(Dataset entries)
.....
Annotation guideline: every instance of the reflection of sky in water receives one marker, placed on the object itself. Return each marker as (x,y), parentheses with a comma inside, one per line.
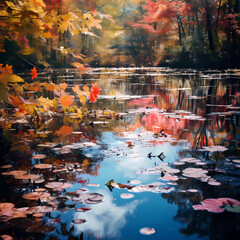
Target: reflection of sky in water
(122,218)
(105,219)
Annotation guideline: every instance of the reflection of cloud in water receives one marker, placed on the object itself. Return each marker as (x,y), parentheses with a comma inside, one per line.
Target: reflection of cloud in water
(138,159)
(105,219)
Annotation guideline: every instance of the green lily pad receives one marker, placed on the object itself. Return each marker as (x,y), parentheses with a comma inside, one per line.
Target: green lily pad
(235,209)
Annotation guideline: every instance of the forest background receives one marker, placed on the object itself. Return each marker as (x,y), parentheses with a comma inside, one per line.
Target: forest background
(63,33)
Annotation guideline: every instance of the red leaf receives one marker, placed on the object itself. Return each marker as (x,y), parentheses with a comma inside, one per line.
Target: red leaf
(33,72)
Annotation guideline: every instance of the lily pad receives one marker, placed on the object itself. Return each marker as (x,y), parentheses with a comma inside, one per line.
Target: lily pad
(147,231)
(199,207)
(127,195)
(79,221)
(235,209)
(83,209)
(43,166)
(39,156)
(6,237)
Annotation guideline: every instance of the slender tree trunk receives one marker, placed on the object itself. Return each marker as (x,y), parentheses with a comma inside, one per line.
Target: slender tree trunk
(209,25)
(179,30)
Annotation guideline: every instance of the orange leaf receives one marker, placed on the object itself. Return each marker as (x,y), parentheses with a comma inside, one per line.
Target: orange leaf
(86,90)
(92,97)
(33,72)
(64,131)
(63,86)
(50,86)
(85,162)
(66,100)
(77,90)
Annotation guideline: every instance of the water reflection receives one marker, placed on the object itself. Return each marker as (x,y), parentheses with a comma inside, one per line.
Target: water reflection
(141,114)
(107,219)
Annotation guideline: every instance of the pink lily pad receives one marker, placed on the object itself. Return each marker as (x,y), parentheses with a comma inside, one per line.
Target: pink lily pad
(147,231)
(214,209)
(79,221)
(170,178)
(6,237)
(212,202)
(83,209)
(127,195)
(229,201)
(199,207)
(92,185)
(214,183)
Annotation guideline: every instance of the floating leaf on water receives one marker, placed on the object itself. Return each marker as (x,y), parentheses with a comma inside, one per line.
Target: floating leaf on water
(212,202)
(6,205)
(79,221)
(81,190)
(83,209)
(127,195)
(40,189)
(147,231)
(6,237)
(229,201)
(200,163)
(170,178)
(134,182)
(39,181)
(32,195)
(38,215)
(6,166)
(214,209)
(192,190)
(40,209)
(93,185)
(235,209)
(214,183)
(39,228)
(172,170)
(215,149)
(39,156)
(178,163)
(199,207)
(17,172)
(54,184)
(235,161)
(27,177)
(43,165)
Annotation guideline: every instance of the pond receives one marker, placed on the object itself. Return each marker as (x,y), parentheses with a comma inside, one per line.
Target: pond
(157,158)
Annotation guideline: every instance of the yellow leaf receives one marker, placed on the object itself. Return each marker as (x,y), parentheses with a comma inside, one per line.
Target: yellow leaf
(26,51)
(71,109)
(49,86)
(63,86)
(66,100)
(64,131)
(55,103)
(85,162)
(79,113)
(82,99)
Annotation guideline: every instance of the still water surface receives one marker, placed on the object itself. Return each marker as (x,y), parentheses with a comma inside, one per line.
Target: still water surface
(168,120)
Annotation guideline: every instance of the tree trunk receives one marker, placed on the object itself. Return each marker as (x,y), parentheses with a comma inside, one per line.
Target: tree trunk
(209,25)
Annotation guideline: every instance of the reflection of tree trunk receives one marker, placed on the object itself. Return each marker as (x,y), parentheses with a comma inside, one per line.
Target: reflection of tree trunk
(236,6)
(209,25)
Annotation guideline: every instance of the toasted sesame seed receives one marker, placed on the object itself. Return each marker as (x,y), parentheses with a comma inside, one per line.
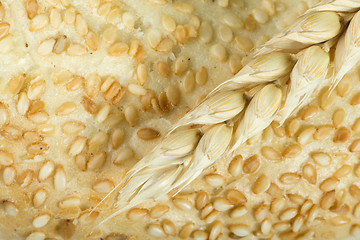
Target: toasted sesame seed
(244,44)
(222,204)
(277,204)
(288,214)
(321,159)
(261,184)
(36,236)
(41,220)
(31,7)
(200,235)
(235,166)
(327,200)
(289,178)
(81,26)
(69,15)
(159,211)
(211,217)
(129,20)
(46,170)
(184,8)
(75,83)
(76,49)
(104,186)
(206,210)
(10,208)
(296,198)
(92,40)
(55,18)
(271,154)
(136,214)
(261,212)
(205,32)
(225,33)
(323,132)
(188,81)
(147,133)
(354,191)
(73,128)
(186,230)
(233,21)
(168,23)
(37,148)
(173,95)
(39,197)
(238,211)
(182,203)
(355,230)
(70,202)
(306,135)
(329,184)
(240,230)
(181,64)
(65,229)
(355,146)
(355,100)
(60,179)
(251,164)
(326,99)
(2,12)
(342,135)
(235,63)
(292,151)
(131,115)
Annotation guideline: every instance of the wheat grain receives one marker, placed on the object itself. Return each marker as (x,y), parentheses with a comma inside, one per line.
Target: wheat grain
(258,115)
(308,73)
(186,151)
(311,28)
(347,50)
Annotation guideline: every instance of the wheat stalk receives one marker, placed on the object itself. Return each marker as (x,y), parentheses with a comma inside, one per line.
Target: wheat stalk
(232,113)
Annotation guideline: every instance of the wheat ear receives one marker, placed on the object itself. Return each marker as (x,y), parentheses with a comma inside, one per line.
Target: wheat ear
(188,149)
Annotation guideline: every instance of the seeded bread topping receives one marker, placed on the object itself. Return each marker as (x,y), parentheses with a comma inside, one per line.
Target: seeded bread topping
(90,87)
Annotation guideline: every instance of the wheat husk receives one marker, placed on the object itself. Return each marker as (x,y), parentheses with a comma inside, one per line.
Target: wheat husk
(337,6)
(259,114)
(309,29)
(307,75)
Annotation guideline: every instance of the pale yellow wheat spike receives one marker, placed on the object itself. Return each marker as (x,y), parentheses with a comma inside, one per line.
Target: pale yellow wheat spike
(309,29)
(308,73)
(262,69)
(153,182)
(348,50)
(217,108)
(258,115)
(337,6)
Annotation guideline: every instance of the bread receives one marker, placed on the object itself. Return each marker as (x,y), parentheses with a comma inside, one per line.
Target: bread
(90,87)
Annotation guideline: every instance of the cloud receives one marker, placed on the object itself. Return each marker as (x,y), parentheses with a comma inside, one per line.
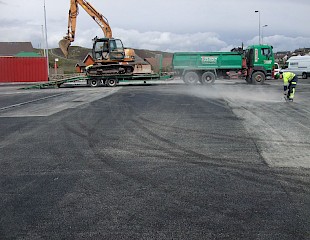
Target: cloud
(283,43)
(155,40)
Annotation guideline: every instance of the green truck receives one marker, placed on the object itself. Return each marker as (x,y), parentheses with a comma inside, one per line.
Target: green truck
(254,64)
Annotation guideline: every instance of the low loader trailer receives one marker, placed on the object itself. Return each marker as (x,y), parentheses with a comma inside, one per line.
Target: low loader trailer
(104,80)
(254,64)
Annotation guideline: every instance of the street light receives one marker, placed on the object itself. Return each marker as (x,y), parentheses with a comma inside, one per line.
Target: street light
(263,33)
(258,25)
(55,65)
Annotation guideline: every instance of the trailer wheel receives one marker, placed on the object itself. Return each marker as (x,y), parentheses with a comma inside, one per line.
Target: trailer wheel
(208,78)
(94,83)
(111,82)
(191,78)
(258,78)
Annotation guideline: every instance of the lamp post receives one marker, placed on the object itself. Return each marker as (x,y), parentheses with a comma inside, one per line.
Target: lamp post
(46,44)
(263,32)
(258,25)
(55,66)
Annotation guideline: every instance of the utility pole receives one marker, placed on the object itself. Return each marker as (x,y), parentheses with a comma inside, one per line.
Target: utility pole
(46,44)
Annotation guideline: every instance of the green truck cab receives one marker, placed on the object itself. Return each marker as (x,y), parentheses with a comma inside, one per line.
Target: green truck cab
(254,64)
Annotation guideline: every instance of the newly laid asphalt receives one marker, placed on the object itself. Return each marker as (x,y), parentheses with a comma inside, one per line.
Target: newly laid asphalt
(156,161)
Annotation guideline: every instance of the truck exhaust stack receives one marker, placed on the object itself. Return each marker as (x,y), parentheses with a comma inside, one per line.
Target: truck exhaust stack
(64,45)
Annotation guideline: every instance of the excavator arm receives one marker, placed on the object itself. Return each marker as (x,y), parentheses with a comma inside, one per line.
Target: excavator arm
(65,43)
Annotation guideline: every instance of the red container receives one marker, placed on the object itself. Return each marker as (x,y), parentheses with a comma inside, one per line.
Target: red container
(23,69)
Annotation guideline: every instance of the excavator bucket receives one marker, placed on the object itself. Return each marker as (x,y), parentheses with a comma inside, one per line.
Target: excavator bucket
(64,45)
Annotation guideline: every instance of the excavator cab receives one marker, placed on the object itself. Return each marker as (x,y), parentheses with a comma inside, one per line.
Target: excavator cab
(108,50)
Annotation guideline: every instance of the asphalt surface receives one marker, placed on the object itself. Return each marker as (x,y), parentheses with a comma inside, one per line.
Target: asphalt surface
(158,161)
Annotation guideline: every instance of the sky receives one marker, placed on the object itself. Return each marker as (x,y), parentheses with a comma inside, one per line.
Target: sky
(164,25)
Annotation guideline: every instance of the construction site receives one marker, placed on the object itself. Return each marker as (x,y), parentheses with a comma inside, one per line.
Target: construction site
(112,142)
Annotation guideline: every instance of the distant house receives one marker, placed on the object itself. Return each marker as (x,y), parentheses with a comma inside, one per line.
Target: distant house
(9,49)
(88,60)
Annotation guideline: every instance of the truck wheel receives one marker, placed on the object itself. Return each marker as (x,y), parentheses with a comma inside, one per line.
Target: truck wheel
(111,82)
(191,78)
(208,78)
(258,78)
(94,83)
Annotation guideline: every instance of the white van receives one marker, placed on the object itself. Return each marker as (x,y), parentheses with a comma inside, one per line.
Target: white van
(300,65)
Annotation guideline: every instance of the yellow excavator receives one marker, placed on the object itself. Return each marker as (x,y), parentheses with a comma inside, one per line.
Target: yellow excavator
(109,54)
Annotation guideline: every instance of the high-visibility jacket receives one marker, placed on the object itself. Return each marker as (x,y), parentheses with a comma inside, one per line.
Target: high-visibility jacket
(288,77)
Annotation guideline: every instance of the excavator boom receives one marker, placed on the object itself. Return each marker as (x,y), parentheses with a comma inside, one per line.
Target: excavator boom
(65,43)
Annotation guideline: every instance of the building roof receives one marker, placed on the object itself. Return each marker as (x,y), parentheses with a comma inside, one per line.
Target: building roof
(27,54)
(13,48)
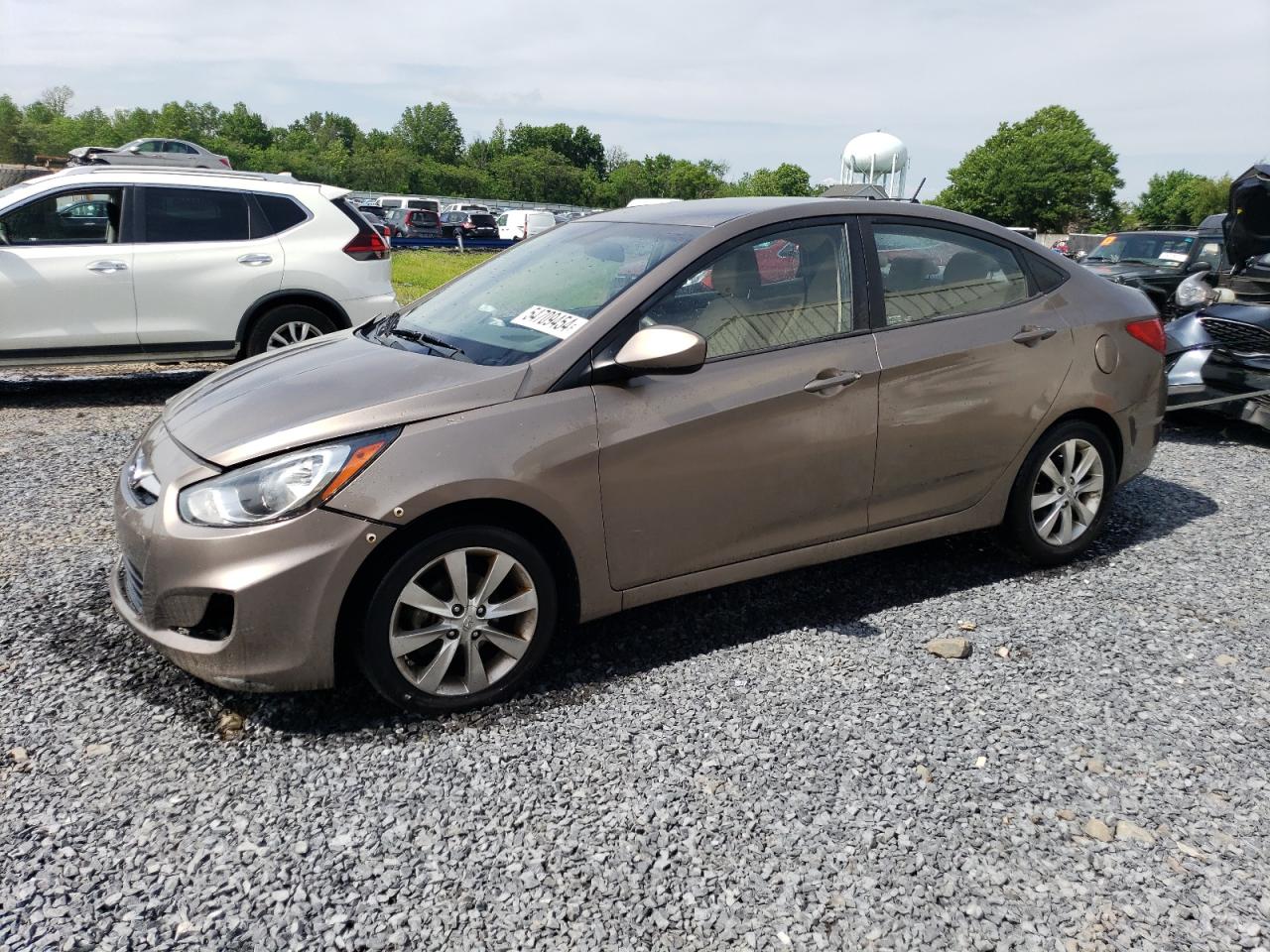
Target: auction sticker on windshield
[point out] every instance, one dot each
.....
### What you are asked to do
Would you please repeat exactly the lines above, starting at the line with "Annotation guideline: every instance of the truck wheel" and stopping at the line with "Annotation guideline: every instance of the building", both included?

### Result for this exercise
Annotation guideline: every instance of the truck wheel receives one marker, placed on the object itself. Return each marker as (x,y), parentheses with a comma inside, one per line.
Target: truck wheel
(111,82)
(191,78)
(208,78)
(258,78)
(94,83)
Annotation guideline: every instance of the white van receives one marker, placed on the object itself. Return each marker as (x,y), parentheses with a comma inside, one per line.
Target: white van
(300,65)
Annotation guideline: every instance of the yellow excavator receives one marker, placed on the object itself. Return each marker as (x,y), parentheses with a comma inside, one per line.
Target: yellow excavator
(109,54)
Annotation guideline: every instance of the high-visibility jacket receives one marker, placed on the object itself. Return each marker as (x,y), parentheses with a comma inside, one per line.
Target: high-visibility jacket
(288,77)
Annotation guideline: every instance of the excavator boom receives one marker, placed on the object itself. Return each marker as (x,y), parentheses with a comma inside, one per line.
Target: excavator boom
(65,43)
Annotation guideline: every instance of the building roof receives one marker, placed on the object itself. Return each marker as (x,y), parentheses with a comma inside, one per line.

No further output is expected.